SOURCE:
— Begin —
Here the nodes “Tom Holland” and “Willem Dafoe” are connected to the “Spider-Man: No Way Home” node with edges representing the “Stars In” relation, “Spider-Man: No Way Home” is connected to “Tom Holland” and “Willem Dafoe” via edges representing the “Features” relation, and “Spider-Man: No Way Home” is connected to “2021” via the “Released in year” relation.

Such a graph can allow us to answer questions about the entities and relations in the graph. (For example, we can use the graph above to answer the query “Who did Tom Holland star in a movie with in 2021?”) Because of this, real-world knowledge graphs are often used for question answering applications, as in search engines and conversation assistants.

And, when knowledge graphs are incomplete, they can be used to infer missing relations/edges between entities. For example, after building a knowledge graph from information on a community wiki, we will likely find that some information is missing from our graph:

Example of an Incomplete Knowledge Graph

Here, we see that “Spider-Man: No Way Home” is missing a genre. We might reasonably assume that similar movies have the same genre, and so predict that, since “Spider-Man: No Way Home” is similar to “The Avengers” and “Spider-Man”, it is an “Action” movie.
Finding such missing edges is a task called knowledge graph completion.

Knowledge Graph Embeddings

But how might we determine the similarity of two movies? Or any two entities in a knowledge graph? For this task, we will use a neural network to learn an embedding [2] of each node in our knowledge graph.

Generally, an embedding is a representation of a discrete variable to a real-valued vector. Embeddings are often used in the field of NLP to learn a low-dimensional representation of documents. Some information is lost about each individual document, but a representation is gained that allows documents to be more readily compared.

In our case, we want to train our neural network to represent each node in our knowledge graph as an n-dimensional vector. (Or, equivalently, a location in n-dimensional space.) Then, when comparing the similarity between entities, we can just calculate the distance between their embeddings! (I.e. entities with embeddings closer together are more similar than entities with embeddings that are further apart.)

We also need to train our neural network to represent knowledge graph relations in this embedding space, or we will lose a lot of the information in our knowledge graph. There are many methods for learning these embeddings, and in this article, we will discuss two embedding schemes that represent relations as movement in the embedding space.

Embedding Scheme One: TransE

One natural embedding scheme would be to represent each relation as a translation in embedding space.

Consider a head entity h related to a tail entity t via a relation r in our knowledge graph. (We will refer to this as a positive (h,r,t) triplet.) Using a translation embedding scheme, we can simply add h and r to move to t. More formally, we want to learn embeddings of h, r, and t, such that h + r ≈ t.

This is precisely what our first embedding scheme, TransE [3], tries to achieve.

In honor of the new “Spider-Man: No Way Home” movie that was recently released, let’s continue to use Spider-Man himself (Tom Holland) and the Green Goblin (Willem Dafoe) as part of examples to help us better visualize the mechanics of TransE’s embeddings.

Tom Holland has an English nationality, whereas Willem Dafoe is an American national. Expressing these statements as head, relationship, tail triplets would yield the following:

(head: Tom Holland, relation: Nationality, tail: English)
— End —
EXTRACTED MATERIAL:
— Begin —
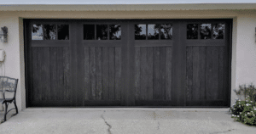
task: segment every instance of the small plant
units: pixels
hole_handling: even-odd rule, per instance
[[[253,84],[239,86],[239,90],[234,90],[236,95],[243,95],[245,100],[236,99],[236,104],[230,108],[234,121],[242,122],[249,126],[256,126],[256,88]]]

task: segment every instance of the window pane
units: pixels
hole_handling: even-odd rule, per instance
[[[197,24],[189,24],[187,25],[187,39],[198,39]]]
[[[160,39],[172,39],[172,25],[160,25]]]
[[[146,40],[146,25],[135,25],[135,39]]]
[[[200,25],[200,38],[211,39],[212,36],[212,25],[201,24]]]
[[[160,25],[148,25],[148,39],[159,40]]]
[[[84,25],[84,40],[95,40],[94,25]]]
[[[58,25],[58,40],[69,40],[68,25]]]
[[[44,40],[55,40],[56,37],[55,25],[44,25]]]
[[[121,25],[109,25],[109,39],[120,40],[121,39]]]
[[[96,39],[108,40],[108,25],[96,25]]]
[[[213,39],[224,39],[224,24],[213,25]]]
[[[32,40],[43,40],[42,25],[32,25]]]

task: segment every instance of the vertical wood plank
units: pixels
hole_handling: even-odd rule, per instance
[[[51,100],[56,100],[57,98],[57,47],[49,47],[50,55],[50,95]]]
[[[200,72],[200,68],[199,63],[200,60],[200,52],[199,52],[199,47],[194,46],[192,47],[193,51],[193,86],[192,86],[192,100],[199,100],[200,98],[200,81],[199,81],[199,74]]]
[[[223,99],[224,94],[224,47],[219,47],[219,56],[218,56],[218,99]],[[225,89],[226,90],[226,89]]]
[[[90,47],[90,90],[92,100],[96,100],[96,52],[95,47]]]
[[[207,100],[212,99],[212,47],[207,47],[206,96]]]
[[[141,47],[141,90],[139,95],[139,100],[146,100],[147,99],[147,84],[148,84],[148,65],[147,62],[147,47]]]
[[[166,93],[166,47],[160,47],[160,91],[162,99]]]
[[[102,99],[102,47],[96,47],[96,99]]]
[[[187,65],[186,65],[186,75],[187,75],[187,100],[192,99],[192,86],[193,86],[193,47],[187,47]]]
[[[44,70],[43,70],[43,64],[44,64],[44,53],[43,53],[43,47],[38,47],[38,72],[37,74],[38,75],[38,99],[42,101],[42,96],[43,96],[43,82],[44,79]]]
[[[70,52],[69,47],[63,47],[64,55],[64,100],[70,100],[71,92],[70,90]]]
[[[148,55],[147,56],[147,65],[148,66],[148,75],[147,75],[147,76],[148,76],[147,100],[153,100],[153,47],[148,47],[147,55]]]
[[[140,63],[140,49],[141,47],[135,47],[135,99],[139,100],[141,90],[141,63]]]
[[[84,47],[84,99],[89,100],[91,94],[90,90],[90,59],[89,59],[89,47]]]
[[[109,57],[108,57],[108,47],[102,47],[102,99],[108,99],[108,64],[109,64]]]
[[[109,47],[109,99],[114,99],[114,47]]]
[[[58,93],[57,98],[58,100],[63,100],[64,99],[64,66],[63,66],[63,48],[58,47],[57,48],[57,81],[58,81]]]
[[[44,47],[44,100],[50,100],[50,72],[49,72],[49,47]]]
[[[199,81],[200,81],[200,98],[201,100],[206,99],[206,63],[207,63],[207,47],[200,47],[200,60],[199,60]]]
[[[32,86],[32,100],[38,99],[38,47],[32,47],[32,80],[33,80],[33,86]]]
[[[161,88],[160,88],[160,47],[154,47],[154,88],[153,88],[153,99],[162,99]]]
[[[212,99],[218,99],[218,47],[212,47]]]
[[[172,100],[172,47],[166,47],[166,100]]]
[[[121,47],[115,47],[115,100],[121,99]]]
— End —
PROBLEMS AND TASKS:
(1) In the knowledge graph text, what is the task of finding missing edges called?
(2) Copy the entries line for line, starting at the line containing "task: segment every instance of the vertical" and continuing through the final line of the entries.

ANSWER LIST:
(1) Knowledge graph completion.

(2)
task: segment every instance of the vertical wood plank
units: pixels
hole_handling: even-odd rule, per instance
[[[51,100],[56,100],[57,98],[57,47],[49,47],[50,55],[50,95]]]
[[[200,72],[200,68],[199,63],[200,60],[200,52],[199,52],[199,47],[194,46],[192,47],[193,51],[193,86],[192,86],[192,100],[199,100],[200,98],[200,81],[199,81],[199,74]]]
[[[223,99],[224,94],[224,47],[219,47],[219,56],[218,56],[218,99]],[[225,89],[226,90],[226,89]]]
[[[90,47],[90,90],[92,100],[96,100],[96,52],[95,47]]]
[[[207,100],[212,99],[212,47],[207,47],[206,96]]]
[[[141,47],[141,90],[139,95],[139,100],[146,100],[147,99],[147,84],[148,84],[148,65],[147,62],[147,47]]]
[[[166,93],[166,47],[160,47],[160,91],[162,99]]]
[[[102,99],[102,47],[96,47],[96,99]]]
[[[187,65],[186,65],[186,75],[187,75],[187,100],[192,99],[192,86],[193,86],[193,47],[187,47]]]
[[[44,70],[43,70],[43,64],[44,64],[44,53],[43,53],[43,47],[38,47],[38,72],[37,74],[38,75],[38,99],[42,101],[42,96],[43,96],[43,82],[44,79]]]
[[[70,52],[69,47],[63,47],[64,55],[64,100],[70,100],[71,92],[70,90]]]
[[[148,55],[147,56],[147,65],[148,66],[148,75],[147,75],[147,76],[148,76],[147,100],[153,100],[153,47],[148,47],[147,55]]]
[[[140,63],[140,49],[141,47],[135,47],[135,99],[139,100],[141,90],[141,63]]]
[[[84,47],[84,99],[89,100],[91,94],[90,90],[90,59],[89,59],[89,47]]]
[[[109,57],[108,57],[108,47],[102,47],[102,99],[108,99],[108,64],[109,64]]]
[[[109,47],[109,99],[114,99],[114,47]]]
[[[58,93],[57,98],[58,100],[63,100],[64,99],[64,66],[63,66],[63,48],[58,47],[57,48],[57,81],[58,81]]]
[[[44,47],[44,100],[50,100],[50,72],[49,72],[49,47]]]
[[[199,81],[200,81],[200,98],[201,100],[206,99],[206,63],[207,63],[207,47],[200,47],[200,60],[199,60]]]
[[[32,86],[32,100],[38,99],[38,47],[32,47],[32,80],[33,80],[33,86]]]
[[[161,88],[160,88],[160,47],[154,47],[154,88],[153,88],[153,99],[162,99]]]
[[[212,99],[218,99],[218,47],[212,47]]]
[[[172,100],[172,47],[166,47],[166,100]]]
[[[121,47],[115,47],[115,100],[121,99]]]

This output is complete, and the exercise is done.